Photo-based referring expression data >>
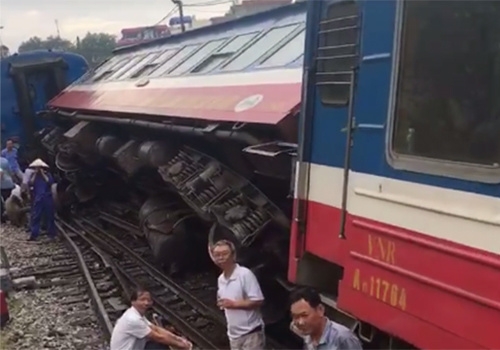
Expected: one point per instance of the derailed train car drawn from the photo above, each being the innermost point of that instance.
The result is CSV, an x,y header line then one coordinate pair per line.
x,y
29,81
201,124
385,208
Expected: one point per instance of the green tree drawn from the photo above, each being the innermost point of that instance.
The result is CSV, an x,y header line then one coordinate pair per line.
x,y
95,47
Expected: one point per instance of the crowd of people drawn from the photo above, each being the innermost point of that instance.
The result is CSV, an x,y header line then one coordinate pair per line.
x,y
238,294
31,188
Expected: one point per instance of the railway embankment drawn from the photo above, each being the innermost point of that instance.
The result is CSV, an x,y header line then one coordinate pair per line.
x,y
50,309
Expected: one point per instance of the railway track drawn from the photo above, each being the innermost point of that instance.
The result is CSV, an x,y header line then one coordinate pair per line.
x,y
186,313
80,278
185,305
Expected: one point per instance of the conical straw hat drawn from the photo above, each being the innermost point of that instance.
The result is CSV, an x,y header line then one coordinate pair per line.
x,y
38,163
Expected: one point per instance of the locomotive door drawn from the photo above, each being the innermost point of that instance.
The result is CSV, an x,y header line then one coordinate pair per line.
x,y
336,71
332,52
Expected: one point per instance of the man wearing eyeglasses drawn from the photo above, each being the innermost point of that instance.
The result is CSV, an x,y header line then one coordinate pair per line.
x,y
240,296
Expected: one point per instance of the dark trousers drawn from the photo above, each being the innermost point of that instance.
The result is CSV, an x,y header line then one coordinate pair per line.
x,y
152,345
5,194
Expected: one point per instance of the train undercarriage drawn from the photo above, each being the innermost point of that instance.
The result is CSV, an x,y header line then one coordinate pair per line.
x,y
183,191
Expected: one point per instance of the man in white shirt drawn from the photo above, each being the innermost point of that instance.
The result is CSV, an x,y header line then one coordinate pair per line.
x,y
133,331
240,296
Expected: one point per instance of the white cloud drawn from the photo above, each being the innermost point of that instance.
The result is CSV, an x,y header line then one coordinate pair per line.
x,y
23,19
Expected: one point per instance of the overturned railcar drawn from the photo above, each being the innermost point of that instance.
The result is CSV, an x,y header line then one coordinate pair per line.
x,y
200,128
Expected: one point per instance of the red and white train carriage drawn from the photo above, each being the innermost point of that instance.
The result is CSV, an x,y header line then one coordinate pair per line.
x,y
397,198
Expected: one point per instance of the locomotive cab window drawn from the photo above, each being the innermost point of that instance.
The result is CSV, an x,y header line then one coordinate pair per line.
x,y
447,105
338,52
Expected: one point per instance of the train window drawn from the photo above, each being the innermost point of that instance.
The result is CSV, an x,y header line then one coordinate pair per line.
x,y
224,53
142,63
265,43
338,52
107,71
126,67
203,52
153,63
172,61
447,106
287,53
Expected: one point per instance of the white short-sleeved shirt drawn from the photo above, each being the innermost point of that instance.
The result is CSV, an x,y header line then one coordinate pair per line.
x,y
241,285
130,331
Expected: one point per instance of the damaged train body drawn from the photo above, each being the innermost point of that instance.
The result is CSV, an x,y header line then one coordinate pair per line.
x,y
200,128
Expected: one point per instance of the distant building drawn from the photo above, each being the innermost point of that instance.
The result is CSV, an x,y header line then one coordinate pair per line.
x,y
190,22
138,35
4,51
249,7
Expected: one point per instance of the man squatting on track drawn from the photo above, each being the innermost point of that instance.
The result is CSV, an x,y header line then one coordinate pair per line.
x,y
240,296
318,332
134,332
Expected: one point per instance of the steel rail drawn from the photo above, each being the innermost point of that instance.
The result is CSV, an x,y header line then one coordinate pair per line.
x,y
175,288
96,299
121,275
192,333
205,310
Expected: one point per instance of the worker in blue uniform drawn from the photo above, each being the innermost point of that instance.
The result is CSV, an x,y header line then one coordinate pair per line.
x,y
10,153
43,203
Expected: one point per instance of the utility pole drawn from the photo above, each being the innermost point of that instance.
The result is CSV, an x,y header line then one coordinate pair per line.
x,y
181,13
57,28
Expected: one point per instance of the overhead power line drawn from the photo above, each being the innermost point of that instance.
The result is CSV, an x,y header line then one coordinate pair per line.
x,y
209,3
170,13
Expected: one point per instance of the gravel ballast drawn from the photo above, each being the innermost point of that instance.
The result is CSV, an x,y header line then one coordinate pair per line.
x,y
48,317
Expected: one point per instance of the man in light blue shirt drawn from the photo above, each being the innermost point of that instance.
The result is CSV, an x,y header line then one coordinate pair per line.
x,y
6,183
10,153
240,296
318,332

Aim of the exercise >>
Please find each line in the records above that holds the word "locomotive", and copy it.

Answer >>
Expected: one point per instance of the locomotive door drawn from the photo above, each being the innermost point of that instance.
Expected: one point per instance of the locomotive cab window drawn from the photo above, each being the innermost point of that instance.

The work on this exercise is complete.